__ПИСЬМЕННОЕ ЗАДАНИЕ 1__
Превратите строки записей в нумерованный список, начав со строки, где есть "Query: wooden handrail", и закончив строкой, где есть "Give the mask of the wooden", включительно. Пустые строки не включайте.

Как очутился в Либавском порту советский крылатый торпедоносец, для фашистов осталось неразрешимой загадкой. Самолет будто выпрыгнул из воды, вихрем пронесся над стволами корабельных и береговых зениток и, мгновенно выбрав цель, развернулся для смертоносной атаки. Гитлеровские зенитчики опомнились лишь тогда, когда, сбросив торпеду на стоящий в порту огромный транспорт, краснозвездная машина взмыла ввысь, уходя в открытое море…
Окруженный густой сеткой разрывов, самолет стремительно набирал высоту. Полторы тысячи, две…
— Командир, началось обледенение! — передает стрелок-радист Мигунов. На стволах пулеметов корка…
Разгонин видит и сам: начинают опасно поблескивать крылья…[200]
Остановился один из моторов. Катастрофически падает высота. Кое-как перетянули через Рижский залив. Заглох и второй мотор. Планируя, машина протащилась еще километров тридцать и упала в лесу. Тридцать километров от побережья, семьдесят от Пярну. Все живы, хотя и помяты сваленными самолетом деревьями.
Кой-как оправились, двинулись в путь, помогая друг другу. Шли к линии фронта. На третий день набрели на группу каких-то не то лесорубов, не то лесников, которые назвались партизанами. Те привели их, измученных, изголодавшихся, на хутор, напоили молоком, а после обманом и силой разоружили. «Лесники» оказались предателями, полицаями.
На следующий день весь экипаж — Разгонин, Макаров, Мигунов и Гасанов был доставлен в Пярну. Всех рассадили по одиночным камерам, начались допросы…
Из Пярну перевезли в город Остров. Снова допросы, уговоры, провокации, побои. Фашистская контрразведка пыталась завербовать их, но ничего не добилась. Тогда всех бросили в лагерь уничтожения. Из Острова эшелоном перевезли в Ригу, а через некоторое время Разгонина перевели в польский город Лодзь.

__ПИСЬМЕННОЕ ЗАДАНИЕ 2__
Продолжите рассказ об экипаже советского торпедоносца сразу после его последнего предложения.

__ДОСТУПНЫЕ ЗАПИСИ__

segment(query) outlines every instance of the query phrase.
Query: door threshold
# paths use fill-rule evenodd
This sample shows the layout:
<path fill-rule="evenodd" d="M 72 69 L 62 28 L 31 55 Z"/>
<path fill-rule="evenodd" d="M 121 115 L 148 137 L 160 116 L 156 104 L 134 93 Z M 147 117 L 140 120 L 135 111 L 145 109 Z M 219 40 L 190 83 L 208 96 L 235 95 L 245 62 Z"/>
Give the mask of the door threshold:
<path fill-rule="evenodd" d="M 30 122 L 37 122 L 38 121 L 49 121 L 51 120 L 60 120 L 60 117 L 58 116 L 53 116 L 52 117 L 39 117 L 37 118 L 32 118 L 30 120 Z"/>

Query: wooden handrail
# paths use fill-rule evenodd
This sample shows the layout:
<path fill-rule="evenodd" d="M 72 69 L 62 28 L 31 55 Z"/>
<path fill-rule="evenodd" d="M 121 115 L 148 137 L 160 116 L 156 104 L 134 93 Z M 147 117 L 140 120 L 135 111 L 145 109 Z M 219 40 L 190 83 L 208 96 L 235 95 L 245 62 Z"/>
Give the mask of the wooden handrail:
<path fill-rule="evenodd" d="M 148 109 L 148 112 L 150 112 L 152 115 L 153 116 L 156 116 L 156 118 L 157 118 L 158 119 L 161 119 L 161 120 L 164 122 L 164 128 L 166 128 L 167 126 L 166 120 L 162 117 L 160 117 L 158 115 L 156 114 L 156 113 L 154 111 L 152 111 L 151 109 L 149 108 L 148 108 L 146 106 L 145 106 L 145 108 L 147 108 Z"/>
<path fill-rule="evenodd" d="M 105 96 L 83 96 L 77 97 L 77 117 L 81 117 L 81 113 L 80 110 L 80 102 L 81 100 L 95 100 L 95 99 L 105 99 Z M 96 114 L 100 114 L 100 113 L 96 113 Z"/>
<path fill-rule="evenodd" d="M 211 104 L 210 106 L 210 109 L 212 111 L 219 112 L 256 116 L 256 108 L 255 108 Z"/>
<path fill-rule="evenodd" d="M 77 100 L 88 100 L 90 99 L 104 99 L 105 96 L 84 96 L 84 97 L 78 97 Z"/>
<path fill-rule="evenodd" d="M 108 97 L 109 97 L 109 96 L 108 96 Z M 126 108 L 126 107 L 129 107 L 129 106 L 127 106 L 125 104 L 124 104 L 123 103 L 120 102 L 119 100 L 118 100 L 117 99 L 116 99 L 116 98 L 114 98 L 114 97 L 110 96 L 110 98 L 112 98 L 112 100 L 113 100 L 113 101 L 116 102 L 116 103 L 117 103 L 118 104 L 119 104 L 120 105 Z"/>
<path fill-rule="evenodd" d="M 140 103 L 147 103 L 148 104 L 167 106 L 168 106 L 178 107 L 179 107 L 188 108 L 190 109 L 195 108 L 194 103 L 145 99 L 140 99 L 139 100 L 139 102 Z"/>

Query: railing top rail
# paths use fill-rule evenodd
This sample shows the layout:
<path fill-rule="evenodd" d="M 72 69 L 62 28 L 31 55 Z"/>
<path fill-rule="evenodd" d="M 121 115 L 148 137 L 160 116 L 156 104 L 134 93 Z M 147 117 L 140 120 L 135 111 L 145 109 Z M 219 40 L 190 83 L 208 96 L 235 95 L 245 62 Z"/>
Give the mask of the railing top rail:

__РЕЗУЛЬТАТ ЗАДАНИЯ 1__
1. Query: wooden handrail
2. # paths use fill-rule evenodd
3. This sample shows the layout:
4. <path fill-rule="evenodd" d="M 72 69 L 62 28 L 31 55 Z"/>
5. <path fill-rule="evenodd" d="M 121 115 L 148 137 L 160 116 L 156 104 L 134 93 Z M 147 117 L 140 120 L 135 111 L 145 109 Z M 219 40 L 190 83 L 208 96 L 235 95 L 245 62 Z"/>
6. Give the mask of the wooden handrail:

__РЕЗУЛЬТАТ ЗАДАНИЯ 2__
Гитлеровцы намного раньше, чем сам Александр, узнали о присвоении ему звания Героя Советского Союза. Это и не удивительно: фашистские разведчики читали наши газеты, слушали радио, что совершенно было немыслимо для пленного. Заставить перейти на свою сторону прославленного советского аса, понятно, явилось бы ценной находкой для их пропаганды. Разгонина задабривали, обещали дать самолет. Запугивали, грозили, провоцировали. Били смертным боем. Когда становилось невмоготу, Александр вспоминал опаленный войной Ленинград, почерневших от голода и холода, но не сдающихся его защитников.
Все время плена — более года — Разгонин жил одной мыслью: бежать! Но это долго оставалось невозможным: все лагеря, в которых он перебывал, располагались в глубоком тылу фашистов. Но вот положение изменилось: наступала весна сорок пятого, на западе Германии находились союзные войска…
Труден был путь восьми беглецов из фашистского лагеря в Ашаффенбурге. Месяц смертельных опасностей, холода, голода, ночей без сна. Разгонину и двум оставшимся с ним товарищам удалось найти лодку без весел, [201] переплыть на ней Рейн, выйти в расположение американских войск.
После победы они были переданы советской миссии.
И вот Разгонин в Москве. Ни документов, ни знакомых. Как доказать, что ты не погиб, что ты есть ты?
"В библиотеке удалось раздобыть «Правду» с Указом о присвоении мне звания Героя Советского Союза, — рассказывает Александр Иванович. — С этим «документом» и принялся за свое воскрешение из мертвых…"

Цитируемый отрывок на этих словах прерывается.